Heroic inaction 47

Bush was right to go to war against the Taliban after 9/11.

The enemy was defeated quickly. Then Bush went wrong. American forces should have been withdrawn immediately, the Afghans left with a warning that if the slightest attempt was made by any group on their territory to attack America again – or Americans anywhere in the world – all hell would be unloosed on them, each time harder than the last.

The idea of democratizing Afghanistan is foolish. “Winning hearts and minds” is ingenuous idealism, or to put it more bluntly, sentimental tosh. And no, it has not been achieved in Iraq. The Iraqis do not love Americans, and their “democracy” is a sliver-thin veneer.

Forcing soldiers to be social workers is an insult and an abuse.

And now they are to be used even worse.

The job of a soldier, throughout history, has been to kill the enemy. But the politically correct ladies – of either sex – in charge of the Afghan engagement don’t approve of killing.

WHAT IS NEEDED
Name every country that the piece on the Afghan war mentions by name.

INFORMATION
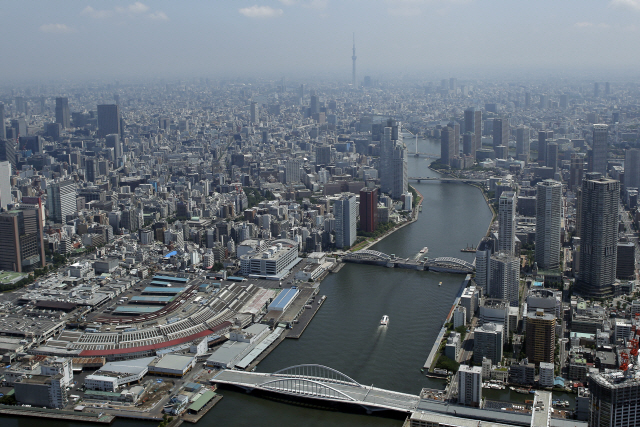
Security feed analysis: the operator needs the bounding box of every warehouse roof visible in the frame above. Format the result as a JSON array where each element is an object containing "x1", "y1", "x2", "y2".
[
  {"x1": 80, "y1": 322, "x2": 231, "y2": 357},
  {"x1": 142, "y1": 286, "x2": 185, "y2": 294},
  {"x1": 149, "y1": 354, "x2": 195, "y2": 372},
  {"x1": 189, "y1": 390, "x2": 216, "y2": 412}
]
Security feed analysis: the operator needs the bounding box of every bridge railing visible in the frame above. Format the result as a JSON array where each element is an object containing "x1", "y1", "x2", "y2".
[{"x1": 271, "y1": 364, "x2": 362, "y2": 387}]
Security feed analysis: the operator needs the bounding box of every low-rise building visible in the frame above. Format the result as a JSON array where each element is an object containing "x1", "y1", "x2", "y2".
[{"x1": 149, "y1": 354, "x2": 196, "y2": 377}]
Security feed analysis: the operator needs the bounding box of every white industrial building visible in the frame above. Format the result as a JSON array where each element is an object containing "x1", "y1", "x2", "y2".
[
  {"x1": 149, "y1": 354, "x2": 196, "y2": 377},
  {"x1": 240, "y1": 239, "x2": 300, "y2": 280},
  {"x1": 205, "y1": 324, "x2": 269, "y2": 369},
  {"x1": 84, "y1": 357, "x2": 155, "y2": 392}
]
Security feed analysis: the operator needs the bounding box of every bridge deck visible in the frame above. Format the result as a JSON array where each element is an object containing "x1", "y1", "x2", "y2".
[{"x1": 211, "y1": 370, "x2": 420, "y2": 412}]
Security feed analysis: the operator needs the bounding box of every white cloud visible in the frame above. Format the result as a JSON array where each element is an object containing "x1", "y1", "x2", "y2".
[
  {"x1": 573, "y1": 22, "x2": 609, "y2": 28},
  {"x1": 304, "y1": 0, "x2": 329, "y2": 10},
  {"x1": 80, "y1": 1, "x2": 169, "y2": 21},
  {"x1": 386, "y1": 0, "x2": 474, "y2": 17},
  {"x1": 116, "y1": 1, "x2": 149, "y2": 15},
  {"x1": 40, "y1": 24, "x2": 75, "y2": 34},
  {"x1": 609, "y1": 0, "x2": 640, "y2": 11},
  {"x1": 147, "y1": 10, "x2": 169, "y2": 21},
  {"x1": 80, "y1": 6, "x2": 113, "y2": 19},
  {"x1": 238, "y1": 5, "x2": 282, "y2": 18}
]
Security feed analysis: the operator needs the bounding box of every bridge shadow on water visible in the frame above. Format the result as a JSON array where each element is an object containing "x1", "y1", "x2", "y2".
[{"x1": 218, "y1": 384, "x2": 407, "y2": 425}]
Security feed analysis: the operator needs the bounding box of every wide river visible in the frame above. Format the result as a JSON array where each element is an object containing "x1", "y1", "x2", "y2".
[{"x1": 2, "y1": 140, "x2": 491, "y2": 427}]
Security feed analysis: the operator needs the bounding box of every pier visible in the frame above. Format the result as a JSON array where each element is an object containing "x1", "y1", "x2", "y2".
[
  {"x1": 422, "y1": 275, "x2": 471, "y2": 371},
  {"x1": 211, "y1": 365, "x2": 420, "y2": 414},
  {"x1": 286, "y1": 295, "x2": 327, "y2": 339}
]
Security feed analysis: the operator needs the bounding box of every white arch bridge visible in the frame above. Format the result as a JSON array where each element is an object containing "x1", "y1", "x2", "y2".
[{"x1": 211, "y1": 364, "x2": 420, "y2": 413}]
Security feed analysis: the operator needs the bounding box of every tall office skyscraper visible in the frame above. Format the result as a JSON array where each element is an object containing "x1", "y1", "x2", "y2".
[
  {"x1": 98, "y1": 104, "x2": 122, "y2": 138},
  {"x1": 440, "y1": 126, "x2": 455, "y2": 166},
  {"x1": 488, "y1": 252, "x2": 520, "y2": 307},
  {"x1": 497, "y1": 191, "x2": 517, "y2": 256},
  {"x1": 588, "y1": 371, "x2": 640, "y2": 427},
  {"x1": 569, "y1": 153, "x2": 584, "y2": 193},
  {"x1": 316, "y1": 145, "x2": 331, "y2": 166},
  {"x1": 360, "y1": 188, "x2": 378, "y2": 233},
  {"x1": 624, "y1": 148, "x2": 640, "y2": 188},
  {"x1": 448, "y1": 121, "x2": 460, "y2": 158},
  {"x1": 251, "y1": 101, "x2": 259, "y2": 124},
  {"x1": 545, "y1": 142, "x2": 558, "y2": 173},
  {"x1": 84, "y1": 157, "x2": 98, "y2": 182},
  {"x1": 516, "y1": 126, "x2": 530, "y2": 163},
  {"x1": 493, "y1": 118, "x2": 509, "y2": 150},
  {"x1": 0, "y1": 102, "x2": 7, "y2": 139},
  {"x1": 15, "y1": 96, "x2": 27, "y2": 115},
  {"x1": 525, "y1": 309, "x2": 556, "y2": 364},
  {"x1": 333, "y1": 194, "x2": 357, "y2": 248},
  {"x1": 47, "y1": 180, "x2": 77, "y2": 224},
  {"x1": 464, "y1": 107, "x2": 482, "y2": 153},
  {"x1": 0, "y1": 207, "x2": 45, "y2": 272},
  {"x1": 560, "y1": 94, "x2": 569, "y2": 110},
  {"x1": 476, "y1": 237, "x2": 493, "y2": 294},
  {"x1": 576, "y1": 172, "x2": 620, "y2": 297},
  {"x1": 378, "y1": 119, "x2": 409, "y2": 199},
  {"x1": 473, "y1": 322, "x2": 502, "y2": 364},
  {"x1": 56, "y1": 98, "x2": 71, "y2": 129},
  {"x1": 105, "y1": 133, "x2": 122, "y2": 168},
  {"x1": 0, "y1": 139, "x2": 17, "y2": 172},
  {"x1": 458, "y1": 365, "x2": 482, "y2": 406},
  {"x1": 351, "y1": 34, "x2": 357, "y2": 88},
  {"x1": 462, "y1": 132, "x2": 476, "y2": 160},
  {"x1": 536, "y1": 179, "x2": 562, "y2": 270},
  {"x1": 0, "y1": 162, "x2": 12, "y2": 209},
  {"x1": 285, "y1": 159, "x2": 302, "y2": 185},
  {"x1": 590, "y1": 124, "x2": 609, "y2": 176},
  {"x1": 538, "y1": 130, "x2": 553, "y2": 164},
  {"x1": 309, "y1": 91, "x2": 320, "y2": 114}
]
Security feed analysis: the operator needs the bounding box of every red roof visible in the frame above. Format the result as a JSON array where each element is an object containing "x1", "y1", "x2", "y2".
[{"x1": 79, "y1": 322, "x2": 232, "y2": 357}]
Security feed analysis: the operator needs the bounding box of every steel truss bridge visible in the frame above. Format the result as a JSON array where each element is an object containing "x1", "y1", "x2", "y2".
[{"x1": 211, "y1": 365, "x2": 420, "y2": 414}]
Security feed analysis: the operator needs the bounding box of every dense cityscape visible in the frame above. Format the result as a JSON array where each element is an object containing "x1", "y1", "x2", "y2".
[{"x1": 0, "y1": 1, "x2": 640, "y2": 427}]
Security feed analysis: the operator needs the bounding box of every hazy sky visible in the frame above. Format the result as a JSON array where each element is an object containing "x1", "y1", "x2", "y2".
[{"x1": 0, "y1": 0, "x2": 640, "y2": 82}]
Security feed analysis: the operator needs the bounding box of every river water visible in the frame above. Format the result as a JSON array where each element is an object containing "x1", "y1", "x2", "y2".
[{"x1": 2, "y1": 140, "x2": 491, "y2": 427}]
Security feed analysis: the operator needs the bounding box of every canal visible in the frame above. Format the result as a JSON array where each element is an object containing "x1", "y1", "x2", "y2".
[{"x1": 2, "y1": 140, "x2": 491, "y2": 427}]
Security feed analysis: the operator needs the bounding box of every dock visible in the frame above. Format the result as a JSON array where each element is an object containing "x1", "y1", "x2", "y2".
[
  {"x1": 0, "y1": 405, "x2": 116, "y2": 424},
  {"x1": 244, "y1": 331, "x2": 288, "y2": 371},
  {"x1": 422, "y1": 274, "x2": 471, "y2": 371},
  {"x1": 287, "y1": 295, "x2": 327, "y2": 339},
  {"x1": 182, "y1": 394, "x2": 222, "y2": 424}
]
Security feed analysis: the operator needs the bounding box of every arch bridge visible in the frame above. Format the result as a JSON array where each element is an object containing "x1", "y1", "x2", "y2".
[
  {"x1": 425, "y1": 257, "x2": 476, "y2": 273},
  {"x1": 342, "y1": 249, "x2": 391, "y2": 263},
  {"x1": 211, "y1": 364, "x2": 420, "y2": 413}
]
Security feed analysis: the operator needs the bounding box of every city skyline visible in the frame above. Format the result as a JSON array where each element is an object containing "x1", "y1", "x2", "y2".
[{"x1": 0, "y1": 0, "x2": 640, "y2": 83}]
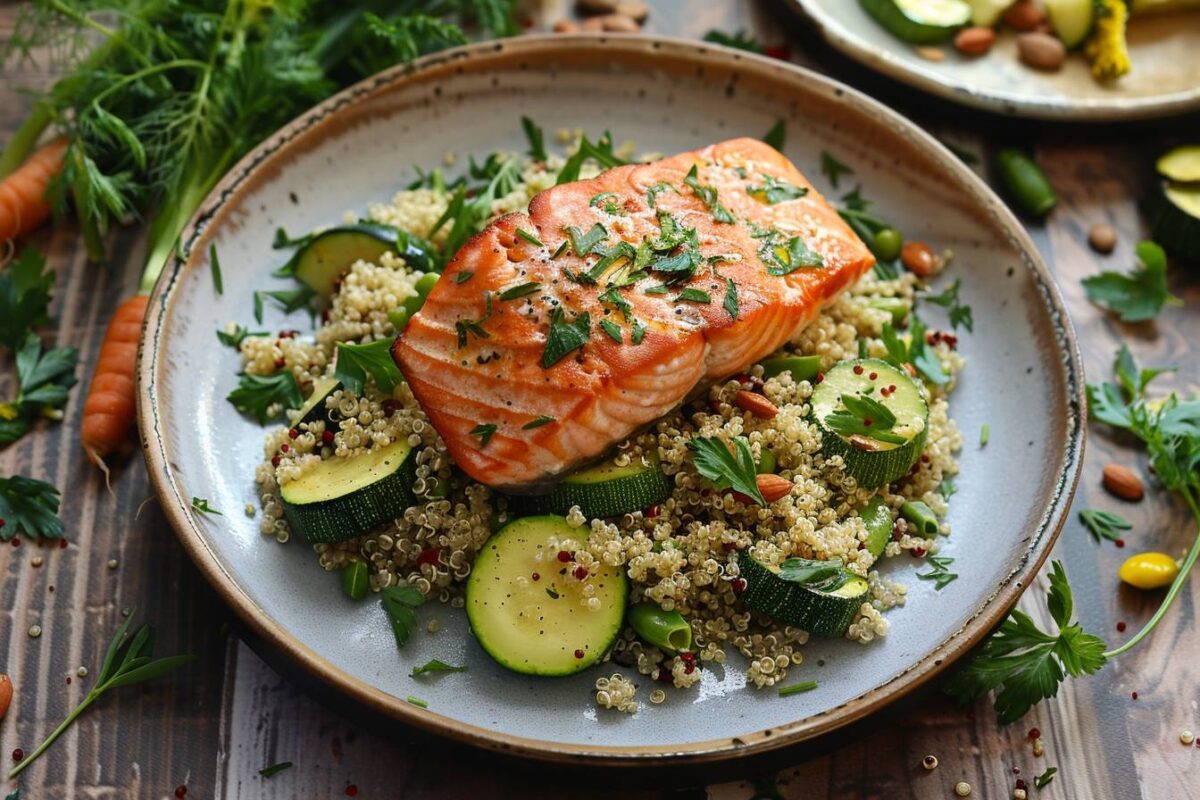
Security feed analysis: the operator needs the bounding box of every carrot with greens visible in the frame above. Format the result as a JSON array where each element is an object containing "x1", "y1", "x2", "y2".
[{"x1": 0, "y1": 139, "x2": 67, "y2": 242}]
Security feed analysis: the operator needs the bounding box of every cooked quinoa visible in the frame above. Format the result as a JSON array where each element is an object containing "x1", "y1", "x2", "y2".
[{"x1": 240, "y1": 148, "x2": 964, "y2": 700}]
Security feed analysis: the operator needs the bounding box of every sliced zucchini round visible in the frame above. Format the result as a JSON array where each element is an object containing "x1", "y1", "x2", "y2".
[
  {"x1": 1142, "y1": 181, "x2": 1200, "y2": 261},
  {"x1": 280, "y1": 440, "x2": 416, "y2": 545},
  {"x1": 467, "y1": 516, "x2": 629, "y2": 675},
  {"x1": 512, "y1": 456, "x2": 671, "y2": 519},
  {"x1": 294, "y1": 222, "x2": 433, "y2": 297},
  {"x1": 811, "y1": 359, "x2": 929, "y2": 487},
  {"x1": 859, "y1": 0, "x2": 971, "y2": 44},
  {"x1": 738, "y1": 551, "x2": 870, "y2": 636}
]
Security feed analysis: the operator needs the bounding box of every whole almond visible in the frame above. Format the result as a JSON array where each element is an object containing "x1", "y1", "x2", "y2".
[
  {"x1": 954, "y1": 26, "x2": 996, "y2": 55},
  {"x1": 755, "y1": 473, "x2": 792, "y2": 503},
  {"x1": 1103, "y1": 464, "x2": 1146, "y2": 503},
  {"x1": 1016, "y1": 34, "x2": 1067, "y2": 72},
  {"x1": 1003, "y1": 0, "x2": 1046, "y2": 31},
  {"x1": 733, "y1": 389, "x2": 779, "y2": 420},
  {"x1": 0, "y1": 673, "x2": 12, "y2": 720}
]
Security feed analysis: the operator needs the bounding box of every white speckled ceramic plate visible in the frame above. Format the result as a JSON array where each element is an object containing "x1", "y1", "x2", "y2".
[
  {"x1": 138, "y1": 37, "x2": 1084, "y2": 763},
  {"x1": 792, "y1": 0, "x2": 1200, "y2": 120}
]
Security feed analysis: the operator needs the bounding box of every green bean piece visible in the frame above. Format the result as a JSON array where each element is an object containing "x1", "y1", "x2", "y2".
[
  {"x1": 858, "y1": 495, "x2": 895, "y2": 558},
  {"x1": 762, "y1": 355, "x2": 821, "y2": 383},
  {"x1": 871, "y1": 228, "x2": 904, "y2": 261},
  {"x1": 342, "y1": 559, "x2": 368, "y2": 600},
  {"x1": 996, "y1": 148, "x2": 1058, "y2": 217},
  {"x1": 900, "y1": 500, "x2": 940, "y2": 539},
  {"x1": 629, "y1": 602, "x2": 691, "y2": 654}
]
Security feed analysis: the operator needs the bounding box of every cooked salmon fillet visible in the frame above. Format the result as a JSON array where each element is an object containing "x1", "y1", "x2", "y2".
[{"x1": 392, "y1": 139, "x2": 875, "y2": 492}]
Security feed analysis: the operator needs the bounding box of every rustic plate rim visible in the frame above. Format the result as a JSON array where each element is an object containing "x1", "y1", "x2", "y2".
[
  {"x1": 137, "y1": 35, "x2": 1086, "y2": 766},
  {"x1": 788, "y1": 0, "x2": 1200, "y2": 122}
]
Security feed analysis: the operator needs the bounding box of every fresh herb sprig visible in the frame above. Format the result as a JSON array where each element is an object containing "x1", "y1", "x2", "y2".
[{"x1": 8, "y1": 612, "x2": 196, "y2": 780}]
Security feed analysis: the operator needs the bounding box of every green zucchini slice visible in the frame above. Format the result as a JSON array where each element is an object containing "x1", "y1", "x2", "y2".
[
  {"x1": 294, "y1": 222, "x2": 433, "y2": 297},
  {"x1": 467, "y1": 516, "x2": 629, "y2": 675},
  {"x1": 738, "y1": 552, "x2": 870, "y2": 636},
  {"x1": 280, "y1": 440, "x2": 416, "y2": 545},
  {"x1": 512, "y1": 456, "x2": 671, "y2": 519},
  {"x1": 811, "y1": 359, "x2": 929, "y2": 487},
  {"x1": 859, "y1": 0, "x2": 971, "y2": 44}
]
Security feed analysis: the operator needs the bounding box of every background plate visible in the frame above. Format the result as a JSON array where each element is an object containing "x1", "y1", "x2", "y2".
[
  {"x1": 791, "y1": 0, "x2": 1200, "y2": 120},
  {"x1": 138, "y1": 36, "x2": 1084, "y2": 764}
]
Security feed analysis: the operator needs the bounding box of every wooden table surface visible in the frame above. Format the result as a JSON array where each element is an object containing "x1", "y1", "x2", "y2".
[{"x1": 0, "y1": 0, "x2": 1200, "y2": 800}]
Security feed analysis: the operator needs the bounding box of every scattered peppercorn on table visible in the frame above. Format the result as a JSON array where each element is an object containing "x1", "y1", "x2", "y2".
[{"x1": 0, "y1": 0, "x2": 1200, "y2": 800}]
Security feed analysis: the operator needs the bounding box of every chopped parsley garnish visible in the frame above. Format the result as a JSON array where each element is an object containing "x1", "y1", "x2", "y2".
[
  {"x1": 408, "y1": 658, "x2": 467, "y2": 678},
  {"x1": 917, "y1": 555, "x2": 959, "y2": 591},
  {"x1": 541, "y1": 308, "x2": 592, "y2": 369},
  {"x1": 746, "y1": 173, "x2": 809, "y2": 205},
  {"x1": 943, "y1": 561, "x2": 1106, "y2": 723},
  {"x1": 517, "y1": 228, "x2": 545, "y2": 247},
  {"x1": 924, "y1": 278, "x2": 974, "y2": 333},
  {"x1": 683, "y1": 164, "x2": 737, "y2": 223},
  {"x1": 334, "y1": 339, "x2": 404, "y2": 396},
  {"x1": 688, "y1": 437, "x2": 767, "y2": 505},
  {"x1": 0, "y1": 475, "x2": 65, "y2": 542},
  {"x1": 676, "y1": 288, "x2": 713, "y2": 303},
  {"x1": 600, "y1": 319, "x2": 625, "y2": 344},
  {"x1": 468, "y1": 422, "x2": 496, "y2": 447},
  {"x1": 500, "y1": 281, "x2": 541, "y2": 300},
  {"x1": 721, "y1": 278, "x2": 738, "y2": 319},
  {"x1": 779, "y1": 680, "x2": 817, "y2": 697},
  {"x1": 1079, "y1": 509, "x2": 1133, "y2": 542},
  {"x1": 565, "y1": 222, "x2": 608, "y2": 257},
  {"x1": 192, "y1": 498, "x2": 224, "y2": 517},
  {"x1": 226, "y1": 369, "x2": 304, "y2": 425},
  {"x1": 521, "y1": 116, "x2": 548, "y2": 161},
  {"x1": 821, "y1": 150, "x2": 854, "y2": 188},
  {"x1": 217, "y1": 325, "x2": 271, "y2": 349},
  {"x1": 379, "y1": 587, "x2": 425, "y2": 648},
  {"x1": 1084, "y1": 241, "x2": 1183, "y2": 323},
  {"x1": 762, "y1": 119, "x2": 787, "y2": 150}
]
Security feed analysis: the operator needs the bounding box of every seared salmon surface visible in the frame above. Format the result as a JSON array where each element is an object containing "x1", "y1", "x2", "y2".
[{"x1": 392, "y1": 139, "x2": 875, "y2": 492}]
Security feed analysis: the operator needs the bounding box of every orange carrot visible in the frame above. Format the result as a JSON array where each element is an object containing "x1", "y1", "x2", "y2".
[
  {"x1": 0, "y1": 139, "x2": 67, "y2": 242},
  {"x1": 82, "y1": 295, "x2": 150, "y2": 471}
]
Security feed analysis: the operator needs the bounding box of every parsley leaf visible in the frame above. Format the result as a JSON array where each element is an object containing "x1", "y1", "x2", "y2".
[
  {"x1": 688, "y1": 437, "x2": 767, "y2": 505},
  {"x1": 541, "y1": 308, "x2": 592, "y2": 369},
  {"x1": 821, "y1": 150, "x2": 854, "y2": 188},
  {"x1": 943, "y1": 561, "x2": 1106, "y2": 723},
  {"x1": 0, "y1": 247, "x2": 54, "y2": 350},
  {"x1": 226, "y1": 369, "x2": 304, "y2": 425},
  {"x1": 408, "y1": 658, "x2": 467, "y2": 678},
  {"x1": 1084, "y1": 241, "x2": 1183, "y2": 323},
  {"x1": 334, "y1": 339, "x2": 404, "y2": 397},
  {"x1": 379, "y1": 587, "x2": 425, "y2": 648},
  {"x1": 0, "y1": 475, "x2": 65, "y2": 542}
]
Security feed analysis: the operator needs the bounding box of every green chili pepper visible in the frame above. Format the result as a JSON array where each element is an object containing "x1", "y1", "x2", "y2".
[{"x1": 629, "y1": 603, "x2": 691, "y2": 652}]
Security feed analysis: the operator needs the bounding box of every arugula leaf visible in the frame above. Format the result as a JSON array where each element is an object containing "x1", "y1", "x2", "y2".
[
  {"x1": 226, "y1": 369, "x2": 304, "y2": 425},
  {"x1": 688, "y1": 437, "x2": 767, "y2": 505},
  {"x1": 521, "y1": 116, "x2": 550, "y2": 161},
  {"x1": 924, "y1": 278, "x2": 974, "y2": 333},
  {"x1": 408, "y1": 658, "x2": 467, "y2": 678},
  {"x1": 746, "y1": 173, "x2": 809, "y2": 205},
  {"x1": 1084, "y1": 241, "x2": 1183, "y2": 323},
  {"x1": 821, "y1": 150, "x2": 854, "y2": 188},
  {"x1": 0, "y1": 475, "x2": 65, "y2": 542},
  {"x1": 943, "y1": 561, "x2": 1106, "y2": 723},
  {"x1": 334, "y1": 339, "x2": 404, "y2": 397},
  {"x1": 0, "y1": 247, "x2": 54, "y2": 350},
  {"x1": 540, "y1": 307, "x2": 592, "y2": 369},
  {"x1": 379, "y1": 587, "x2": 425, "y2": 648}
]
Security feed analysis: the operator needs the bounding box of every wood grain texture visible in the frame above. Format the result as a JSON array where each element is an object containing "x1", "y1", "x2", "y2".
[{"x1": 0, "y1": 0, "x2": 1200, "y2": 800}]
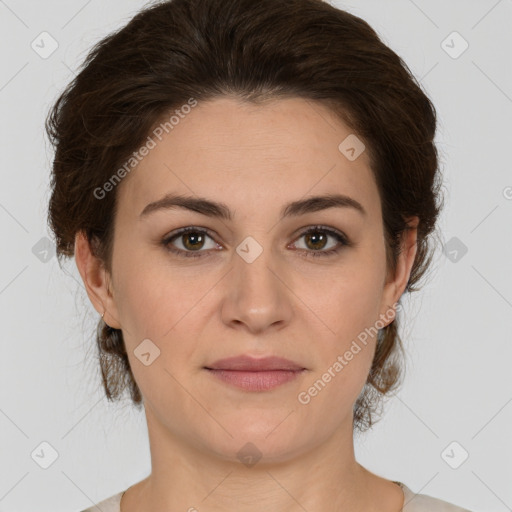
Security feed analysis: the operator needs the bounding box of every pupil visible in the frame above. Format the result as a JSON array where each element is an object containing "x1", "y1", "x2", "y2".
[
  {"x1": 185, "y1": 233, "x2": 202, "y2": 249},
  {"x1": 308, "y1": 234, "x2": 325, "y2": 249}
]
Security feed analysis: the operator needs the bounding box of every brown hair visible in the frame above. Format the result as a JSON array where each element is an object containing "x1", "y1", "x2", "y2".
[{"x1": 46, "y1": 0, "x2": 441, "y2": 432}]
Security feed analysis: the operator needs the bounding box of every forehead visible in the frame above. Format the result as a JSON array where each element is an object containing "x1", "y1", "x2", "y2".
[{"x1": 118, "y1": 97, "x2": 380, "y2": 221}]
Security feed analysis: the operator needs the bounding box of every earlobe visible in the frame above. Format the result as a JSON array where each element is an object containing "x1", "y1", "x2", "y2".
[
  {"x1": 74, "y1": 231, "x2": 121, "y2": 329},
  {"x1": 381, "y1": 217, "x2": 419, "y2": 324}
]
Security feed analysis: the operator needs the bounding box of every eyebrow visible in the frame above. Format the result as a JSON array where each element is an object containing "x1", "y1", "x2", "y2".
[{"x1": 139, "y1": 194, "x2": 367, "y2": 221}]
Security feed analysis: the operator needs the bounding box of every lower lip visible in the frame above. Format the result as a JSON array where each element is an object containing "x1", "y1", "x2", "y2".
[{"x1": 207, "y1": 368, "x2": 306, "y2": 391}]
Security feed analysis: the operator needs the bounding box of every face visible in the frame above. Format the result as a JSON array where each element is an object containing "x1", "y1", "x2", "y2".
[{"x1": 76, "y1": 97, "x2": 414, "y2": 461}]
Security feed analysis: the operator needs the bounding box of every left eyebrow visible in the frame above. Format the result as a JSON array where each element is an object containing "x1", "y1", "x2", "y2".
[{"x1": 139, "y1": 194, "x2": 367, "y2": 221}]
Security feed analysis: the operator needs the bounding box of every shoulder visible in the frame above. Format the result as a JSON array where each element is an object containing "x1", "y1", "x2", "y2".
[
  {"x1": 81, "y1": 491, "x2": 124, "y2": 512},
  {"x1": 396, "y1": 482, "x2": 471, "y2": 512}
]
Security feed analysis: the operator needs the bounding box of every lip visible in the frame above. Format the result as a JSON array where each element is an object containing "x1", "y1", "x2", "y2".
[
  {"x1": 206, "y1": 368, "x2": 306, "y2": 391},
  {"x1": 205, "y1": 355, "x2": 306, "y2": 391},
  {"x1": 205, "y1": 355, "x2": 305, "y2": 372}
]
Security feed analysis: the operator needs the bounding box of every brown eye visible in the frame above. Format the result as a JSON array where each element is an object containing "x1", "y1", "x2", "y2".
[{"x1": 294, "y1": 226, "x2": 351, "y2": 257}]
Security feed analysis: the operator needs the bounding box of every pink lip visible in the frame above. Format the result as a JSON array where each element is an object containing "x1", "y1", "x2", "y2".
[
  {"x1": 205, "y1": 355, "x2": 306, "y2": 391},
  {"x1": 207, "y1": 368, "x2": 306, "y2": 391},
  {"x1": 205, "y1": 355, "x2": 305, "y2": 372}
]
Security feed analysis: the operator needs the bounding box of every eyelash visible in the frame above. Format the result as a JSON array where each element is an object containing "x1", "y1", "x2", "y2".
[{"x1": 162, "y1": 226, "x2": 353, "y2": 258}]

WORKED SOLUTION
Afghanistan, America, Iraq